■ Directions ■
The records below are to be repeated exactly, and their pictures left out.

■ Supplied records ■
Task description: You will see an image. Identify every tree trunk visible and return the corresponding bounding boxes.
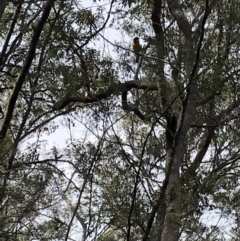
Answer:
[161,66,199,241]
[161,154,182,241]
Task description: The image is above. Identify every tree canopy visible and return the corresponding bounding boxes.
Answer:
[0,0,240,240]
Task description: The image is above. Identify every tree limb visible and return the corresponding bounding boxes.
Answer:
[53,81,159,110]
[166,0,192,42]
[122,91,149,121]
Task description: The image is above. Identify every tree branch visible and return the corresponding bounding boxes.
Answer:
[122,91,149,121]
[189,0,209,81]
[0,0,55,139]
[80,0,114,49]
[192,0,217,42]
[0,0,24,68]
[53,81,159,110]
[151,0,170,110]
[166,0,192,42]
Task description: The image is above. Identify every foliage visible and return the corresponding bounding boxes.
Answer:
[0,0,240,240]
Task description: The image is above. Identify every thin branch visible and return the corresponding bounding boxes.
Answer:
[189,0,209,82]
[64,135,104,240]
[127,119,159,241]
[79,0,114,49]
[143,177,168,241]
[19,107,76,142]
[192,0,217,42]
[0,0,24,67]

■ Completed exercise ■
Task description: You will see an image. Identify every tree trunk visible and return the corresponding bounding boxes.
Answer:
[161,66,199,241]
[161,154,182,241]
Task description: The image is above. Identify every tree canopy visible and return the corresponding bounding boxes.
Answer:
[0,0,240,240]
Task description: The image is above. Identify every tree limb visible and return the corresponding bounding boxes.
Answer:
[53,81,159,110]
[166,0,192,42]
[122,91,149,121]
Task description: The image is above. Identify every tree branch visible and return the corresponding bounding boxes.
Answer:
[122,91,149,121]
[189,0,209,81]
[0,0,55,139]
[80,0,114,49]
[192,0,217,42]
[0,0,24,68]
[53,81,159,110]
[151,0,170,110]
[166,0,192,42]
Task description: The image is above. Identify every foliage visible and return the corresponding bounding boxes.
Answer:
[0,0,240,240]
Task description: The image is above. Identify every thin branch visible and return the corresponding bounding boxes.
Answer:
[189,0,209,82]
[64,135,104,240]
[127,119,159,241]
[79,0,114,49]
[143,177,168,241]
[19,107,76,142]
[192,0,217,42]
[0,0,24,67]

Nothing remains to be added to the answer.